--- start of PROVIDED DATA ---

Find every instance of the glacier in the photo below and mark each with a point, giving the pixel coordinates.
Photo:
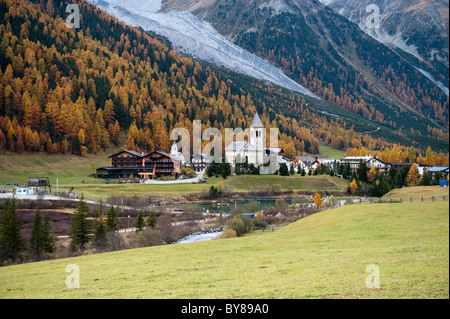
(193, 37)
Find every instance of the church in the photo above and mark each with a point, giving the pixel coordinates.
(254, 150)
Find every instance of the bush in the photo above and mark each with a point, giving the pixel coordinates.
(259, 223)
(228, 233)
(241, 224)
(149, 237)
(237, 225)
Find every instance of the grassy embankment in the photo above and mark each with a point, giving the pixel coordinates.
(416, 193)
(321, 256)
(72, 170)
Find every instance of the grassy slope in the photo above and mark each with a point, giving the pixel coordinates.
(324, 255)
(297, 182)
(72, 170)
(418, 192)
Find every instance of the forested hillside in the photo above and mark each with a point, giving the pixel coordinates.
(333, 58)
(83, 90)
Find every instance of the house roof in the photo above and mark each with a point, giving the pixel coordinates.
(257, 121)
(240, 146)
(306, 159)
(201, 155)
(130, 152)
(438, 169)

--- end of PROVIDED DATA ---

- [PROBLEM TO SOLVE]: Rewrite every line of the records above as a single numbered list, skipping blank lines and leaving out the pictures.

- [WORKED SOLUTION]:
1. Find every instance of the glacier in the photo below and mark each with a point, giving the pixel coordinates.
2. Photo:
3. (193, 37)
4. Find every instance of the church in the photo above and mark each with a point, giving the pixel coordinates.
5. (254, 150)
6. Find every instance of the bush in the photo above and mark each with a point, giving the pixel coordinates.
7. (259, 223)
8. (228, 233)
9. (241, 224)
10. (149, 237)
11. (237, 225)
12. Find every instance of the grassy embankment in the photo above and mark each with a point, giving the pixel coordinates.
13. (416, 193)
14. (321, 256)
15. (72, 170)
16. Find every instance of the grassy slope in the photo above and mark each with a point, giving the pixel coordinates.
17. (324, 255)
18. (297, 182)
19. (72, 170)
20. (418, 192)
21. Find every instance of the forested hillside in the photo above and mark each with a point, giving the pixel coordinates.
22. (333, 58)
23. (83, 90)
24. Find every instance of the house roof in the photo above and mark each with a point, giving the pixel coordinates.
25. (257, 121)
26. (240, 146)
27. (306, 159)
28. (201, 155)
29. (130, 152)
30. (438, 169)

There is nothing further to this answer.